▶ _Bilgileri kullanarak_:
[1] Kötü günler üzerine yazıdan "Çifter müsteşarları, onlarca" ifadesiyle başlayıp "halkın hizmetkarı idi." ifadesiyle biten bölümü, bu son ifade de dahil olmak üzere, aynen çıkarın.
[2] Kötü günler üzerine yazıyı, gösterilen son cümleden sonrasını yazarak devam ettirin.

▶ _Okuma parçası_:
____

Ne kadar kötü günlerden geçiyoruz.
“Zaten hep kötüydü” diyen pesimistleri haklı çıkarırcasına.
Kendi hayatlarımızdan geçtik de geleceğe ilişkin umutlarımızın taze filizleri olan gencecik fidanlarımızı toprağa vermeye başladık.
Üstelik, onların da umutlarını yerle yeksan ederek.
Ve bu güzelim ülkeyi yerle yeksan ettiğimizi bile bile.
Bile bile kıyıyoruz çocuklarımıza ve ülkemize.
Basit bir tiyatro uğruna.
İngiliz 7 komiser ile idare etti bu memleketi.
Kat kıravatla gezmezlerdi ortalıkta, haki elbiseler yeterliydi.
Çifter müsteşarları, onlarca müdürleri, şoförleri-korumaları yoktu.
Her amirin bir odası bir odacısı da yoktu.
Herkes Civil Servant yani halkın hizmetkarı idi.

____

▶ _Bilgiler_:
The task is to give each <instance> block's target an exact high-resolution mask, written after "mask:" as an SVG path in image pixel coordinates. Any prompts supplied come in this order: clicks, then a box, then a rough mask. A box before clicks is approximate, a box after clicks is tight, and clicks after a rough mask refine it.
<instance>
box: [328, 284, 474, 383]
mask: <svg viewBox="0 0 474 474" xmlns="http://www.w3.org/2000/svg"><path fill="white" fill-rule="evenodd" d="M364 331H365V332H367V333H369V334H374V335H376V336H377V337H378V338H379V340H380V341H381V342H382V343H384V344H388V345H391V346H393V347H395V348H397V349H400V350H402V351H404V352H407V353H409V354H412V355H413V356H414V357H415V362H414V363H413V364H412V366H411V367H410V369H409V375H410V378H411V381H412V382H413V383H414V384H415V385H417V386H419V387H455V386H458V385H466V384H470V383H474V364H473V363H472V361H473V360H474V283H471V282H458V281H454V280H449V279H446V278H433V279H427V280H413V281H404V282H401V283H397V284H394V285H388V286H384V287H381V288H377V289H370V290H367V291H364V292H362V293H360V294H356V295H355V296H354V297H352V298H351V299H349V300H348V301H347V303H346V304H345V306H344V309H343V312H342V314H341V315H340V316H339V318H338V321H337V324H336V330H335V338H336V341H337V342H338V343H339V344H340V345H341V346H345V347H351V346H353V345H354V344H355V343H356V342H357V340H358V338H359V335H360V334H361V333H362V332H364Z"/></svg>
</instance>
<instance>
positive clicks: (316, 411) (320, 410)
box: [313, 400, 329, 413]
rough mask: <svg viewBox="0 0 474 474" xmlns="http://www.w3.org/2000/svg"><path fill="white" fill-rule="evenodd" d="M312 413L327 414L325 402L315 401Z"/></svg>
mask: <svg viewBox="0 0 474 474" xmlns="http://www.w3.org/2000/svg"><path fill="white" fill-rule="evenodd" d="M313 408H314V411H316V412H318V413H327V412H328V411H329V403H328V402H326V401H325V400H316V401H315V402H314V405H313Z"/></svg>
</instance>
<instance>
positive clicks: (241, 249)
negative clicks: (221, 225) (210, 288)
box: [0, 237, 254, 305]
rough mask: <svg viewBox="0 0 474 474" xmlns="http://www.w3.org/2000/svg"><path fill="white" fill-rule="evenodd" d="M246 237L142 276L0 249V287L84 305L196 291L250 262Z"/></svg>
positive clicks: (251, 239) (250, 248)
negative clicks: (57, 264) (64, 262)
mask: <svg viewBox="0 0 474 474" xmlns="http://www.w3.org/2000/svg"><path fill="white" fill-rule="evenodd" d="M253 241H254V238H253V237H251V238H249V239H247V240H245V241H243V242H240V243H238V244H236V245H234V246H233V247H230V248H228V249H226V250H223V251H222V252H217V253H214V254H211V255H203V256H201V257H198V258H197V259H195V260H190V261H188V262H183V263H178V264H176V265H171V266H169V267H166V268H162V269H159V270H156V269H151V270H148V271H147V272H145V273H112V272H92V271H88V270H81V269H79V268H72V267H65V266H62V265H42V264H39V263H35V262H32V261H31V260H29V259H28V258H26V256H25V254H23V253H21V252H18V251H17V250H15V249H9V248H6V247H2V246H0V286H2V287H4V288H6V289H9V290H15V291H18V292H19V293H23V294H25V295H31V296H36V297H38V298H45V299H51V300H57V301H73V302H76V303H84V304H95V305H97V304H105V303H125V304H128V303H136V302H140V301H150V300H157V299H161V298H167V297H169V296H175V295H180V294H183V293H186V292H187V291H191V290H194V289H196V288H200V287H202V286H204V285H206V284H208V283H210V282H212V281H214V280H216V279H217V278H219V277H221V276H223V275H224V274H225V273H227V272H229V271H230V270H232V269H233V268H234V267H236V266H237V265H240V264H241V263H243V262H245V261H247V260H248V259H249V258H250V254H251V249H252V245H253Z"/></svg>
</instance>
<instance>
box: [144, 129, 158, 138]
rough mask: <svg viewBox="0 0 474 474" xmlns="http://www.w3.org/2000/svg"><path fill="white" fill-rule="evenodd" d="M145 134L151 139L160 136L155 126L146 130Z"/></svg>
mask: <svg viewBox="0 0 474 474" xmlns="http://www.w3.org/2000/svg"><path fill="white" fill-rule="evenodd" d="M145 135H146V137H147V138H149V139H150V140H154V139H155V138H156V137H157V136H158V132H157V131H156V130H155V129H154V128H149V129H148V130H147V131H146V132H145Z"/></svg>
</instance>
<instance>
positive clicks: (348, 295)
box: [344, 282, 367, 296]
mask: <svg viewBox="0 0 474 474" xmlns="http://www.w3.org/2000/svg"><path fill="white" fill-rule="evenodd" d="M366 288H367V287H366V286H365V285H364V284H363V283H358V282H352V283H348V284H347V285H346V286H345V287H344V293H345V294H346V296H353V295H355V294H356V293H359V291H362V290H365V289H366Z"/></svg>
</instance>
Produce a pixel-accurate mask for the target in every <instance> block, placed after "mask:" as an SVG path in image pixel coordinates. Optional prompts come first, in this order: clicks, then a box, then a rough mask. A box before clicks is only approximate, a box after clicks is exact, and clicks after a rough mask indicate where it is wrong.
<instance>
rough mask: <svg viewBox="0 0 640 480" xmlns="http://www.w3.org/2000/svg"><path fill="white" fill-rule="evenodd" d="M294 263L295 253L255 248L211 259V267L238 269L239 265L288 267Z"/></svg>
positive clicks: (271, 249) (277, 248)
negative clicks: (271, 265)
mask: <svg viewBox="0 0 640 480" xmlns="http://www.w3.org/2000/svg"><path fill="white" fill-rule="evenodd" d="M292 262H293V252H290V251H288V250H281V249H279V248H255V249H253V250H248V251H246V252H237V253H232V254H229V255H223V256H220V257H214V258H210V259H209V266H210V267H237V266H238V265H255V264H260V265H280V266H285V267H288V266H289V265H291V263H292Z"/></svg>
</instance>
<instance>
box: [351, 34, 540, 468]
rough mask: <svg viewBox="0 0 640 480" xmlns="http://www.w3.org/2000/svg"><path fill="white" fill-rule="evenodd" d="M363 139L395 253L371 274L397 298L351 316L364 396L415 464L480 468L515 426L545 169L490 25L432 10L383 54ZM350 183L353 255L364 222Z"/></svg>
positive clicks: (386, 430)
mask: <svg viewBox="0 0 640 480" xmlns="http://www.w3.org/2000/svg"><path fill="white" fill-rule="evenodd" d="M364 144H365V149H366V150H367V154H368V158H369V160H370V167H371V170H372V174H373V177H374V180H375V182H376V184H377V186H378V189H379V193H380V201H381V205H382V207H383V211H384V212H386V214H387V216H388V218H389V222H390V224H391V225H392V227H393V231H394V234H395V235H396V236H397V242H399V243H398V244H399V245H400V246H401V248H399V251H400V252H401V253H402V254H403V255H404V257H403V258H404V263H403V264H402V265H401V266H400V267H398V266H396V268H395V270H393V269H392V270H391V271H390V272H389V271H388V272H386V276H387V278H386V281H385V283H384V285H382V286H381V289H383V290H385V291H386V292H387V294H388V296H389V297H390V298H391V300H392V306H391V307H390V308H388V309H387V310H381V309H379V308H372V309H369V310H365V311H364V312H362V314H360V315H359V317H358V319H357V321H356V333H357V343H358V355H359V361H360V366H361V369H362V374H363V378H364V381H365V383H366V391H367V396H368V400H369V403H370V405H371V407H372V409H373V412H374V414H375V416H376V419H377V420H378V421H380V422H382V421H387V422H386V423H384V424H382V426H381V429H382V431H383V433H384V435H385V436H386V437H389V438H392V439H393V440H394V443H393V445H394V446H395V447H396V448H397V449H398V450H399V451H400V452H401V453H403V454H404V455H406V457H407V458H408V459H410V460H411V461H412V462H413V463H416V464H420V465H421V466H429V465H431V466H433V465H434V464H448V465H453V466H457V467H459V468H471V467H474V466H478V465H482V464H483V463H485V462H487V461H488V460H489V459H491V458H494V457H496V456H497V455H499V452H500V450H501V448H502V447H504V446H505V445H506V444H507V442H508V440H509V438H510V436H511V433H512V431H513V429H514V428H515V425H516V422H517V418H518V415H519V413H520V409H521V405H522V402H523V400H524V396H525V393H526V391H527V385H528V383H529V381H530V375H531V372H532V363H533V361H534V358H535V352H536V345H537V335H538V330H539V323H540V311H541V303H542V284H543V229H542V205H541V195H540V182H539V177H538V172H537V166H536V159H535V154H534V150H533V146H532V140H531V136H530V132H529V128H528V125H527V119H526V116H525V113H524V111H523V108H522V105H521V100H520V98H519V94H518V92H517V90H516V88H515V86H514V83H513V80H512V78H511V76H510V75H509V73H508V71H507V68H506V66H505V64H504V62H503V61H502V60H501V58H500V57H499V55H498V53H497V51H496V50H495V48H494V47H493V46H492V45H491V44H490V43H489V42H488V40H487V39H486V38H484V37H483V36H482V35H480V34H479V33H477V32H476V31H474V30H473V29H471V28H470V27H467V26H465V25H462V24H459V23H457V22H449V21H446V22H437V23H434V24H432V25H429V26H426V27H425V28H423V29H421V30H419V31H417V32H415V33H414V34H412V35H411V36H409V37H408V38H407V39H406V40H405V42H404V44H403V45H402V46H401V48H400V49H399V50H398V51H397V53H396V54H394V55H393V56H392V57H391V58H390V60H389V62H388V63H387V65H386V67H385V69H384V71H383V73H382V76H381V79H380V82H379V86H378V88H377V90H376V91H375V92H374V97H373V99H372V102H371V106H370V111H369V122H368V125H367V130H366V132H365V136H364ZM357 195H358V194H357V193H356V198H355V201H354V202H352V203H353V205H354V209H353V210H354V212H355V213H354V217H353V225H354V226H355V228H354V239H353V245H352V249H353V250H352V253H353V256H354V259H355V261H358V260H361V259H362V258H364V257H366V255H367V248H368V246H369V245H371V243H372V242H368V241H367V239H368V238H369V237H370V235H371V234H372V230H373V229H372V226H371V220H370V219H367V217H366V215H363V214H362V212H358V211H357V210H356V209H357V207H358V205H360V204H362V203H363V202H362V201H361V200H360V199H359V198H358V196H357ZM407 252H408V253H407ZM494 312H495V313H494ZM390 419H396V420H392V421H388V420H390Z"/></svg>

____

▶ _Alıştırma yanıtları_:
[1]
Çifter müsteşarları, onlarca müdürleri, şoförleri-korumaları yoktu.
Her amirin bir odası bir odacısı da yoktu.
Herkes Civil Servant yani halkın hizmetkarı idi.

[2]
Üzerinde güneşin batmadığı bir krallık olan Büyük Britanya bile “devletçilik” oynamadı bu topraklarda.
Devletin var olduğu ama vatandaşının sapır sapır öldüğü.
Acı gerçek nedir bilir misiniz?
Yönetenlerin keyfini sürdüğü bir devletimiz var.
Ama halkın acı çekiği bir düzenimiz.
Ve bu düzen değişmedikçe daha çok çocuklarımız ölecek.
Biz her gün ama her gün ağlayacağız.
Kahrolacağız.
Ama bu düzen sürüp gidecek.
Ta ki biz tükeninceye dek.
Sonra bir gün fiilen kalmayacağız bu topraklarda.
Başkaları, başka hayatlar sürecek.
Biz unutulup gideceğiz.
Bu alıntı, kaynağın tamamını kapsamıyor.